**EXERCÍCIOS A RESOLVER**.
(1) Responda a estas perguntas sobre o texto das mercês:
(a) Com que tipo de certidões se impediria que as partes requeressem?
(b) Qual é a data da resolução que recusou a proposta?
(c) Que duas instituições eram explicitamente postas em causa?
(2) Copie do texto das mercês tudo o que vai desde "Apontava-se para que" até "merecimentos e serviços.".
(3) Reescreva em forma de lista, mantendo os factos principais, o parágrafo do texto das mercês que começa por "A aplicação do que assim se sugeria".

**EXCERTO DO TEXTO**.
——
Apontava-se para que fossem mandados consultar no Conselho os requerimentos para a satisfação dos serviços feitos na guerra, "como se faz no da Guerra [de] Castela e em outras partes"27, na terra e também no mar, já que também se contestava a jurisdição do Conselho Ultramarino para consultar a remuneração dos serviços militares feitos nas partes ultramarinas. Impedir-se-ia, ao mesmo tempo, que requeressem as partes com certidões falsas (como muitas vezes acontecia) e chegaria ao rei uma notícia certa de como cada um tinha servido e procedido para que pudesse honrar e fazer mercês a todos em função dos seus merecimentos e serviços.

A aplicação do que assim se sugeria poderia ter muito amplas consequências: se tivesse sido adoptada, os conselheiros de guerra passariam a ter a supervisão dos mecanismos de atribuição de mercês, reclamando a posse dos meios para avaliar o merecimento dos peticionários. A Secretaria das Mercês e o Conselho Ultramarino (com o qual se manteve um litígio que será abordado adiante) eram explicitamente postos em causa, mas, na verdade, o próprio rei era colocado em cheque enquanto fonte dos prémios que faziam mover os homens, aquele que era, por excelência, o seu papel. O Conselho tornar-se-ia, se o deixassem, criador e destruidor da nobreza e, desse modo, o núcleo de um regime predominantemente aristocrático. Mas a proposta não obteve anuência régia. A resolução de 8 de Janeiro declarava que "não há que alterar nesta matéria o que até agora se costumou"28. Os assuntos respeitantes a mercês que afloravam das consultas seriam sempre encaminhados para o respectivo domínio de autoridade. O rei mandava escrever: faça a petição por onde cabe...
——
**EXTRATO DE DADOS**.
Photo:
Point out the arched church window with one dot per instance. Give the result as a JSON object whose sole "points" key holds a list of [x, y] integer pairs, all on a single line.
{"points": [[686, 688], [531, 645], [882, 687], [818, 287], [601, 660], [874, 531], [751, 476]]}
——
**RESPOSTAS POR EXERCÍCIO**.
(1)
(a) Com certidões falsas.
(b) 8 de Janeiro.
(c) A Secretaria das Mercês e o Conselho Ultramarino.

(2)
Apontava-se para que fossem mandados consultar no Conselho os requerimentos para a satisfação dos serviços feitos na guerra, "como se faz no da Guerra [de] Castela e em outras partes"27, na terra e também no mar, já que também se contestava a jurisdição do Conselho Ultramarino para consultar a remuneração dos serviços militares feitos nas partes ultramarinas. Impedir-se-ia, ao mesmo tempo, que requeressem as partes com certidões falsas (como muitas vezes acontecia) e chegaria ao rei uma notícia certa de como cada um tinha servido e procedido para que pudesse honrar e fazer mercês a todos em função dos seus merecimentos e serviços.

(3)
- Se a proposta fosse adoptada, os conselheiros de guerra passariam a supervisionar a atribuição de mercês e a avaliar o merecimento dos peticionários.
- A Secretaria das Mercês e o Conselho Ultramarino eram explicitamente postos em causa.
- O próprio rei era posto em cheque como fonte dos prémios, o seu papel por excelência.
- O Conselho poderia tornar-se criador e destruidor da nobreza e núcleo de um regime predominantemente aristocrático.
- A proposta não obteve anuência régia: a resolução de 8 de Janeiro declarou que não havia que alterar o que até então se costumava.
- Os assuntos de mercês continuariam a ser encaminhados para o respectivo domínio de autoridade.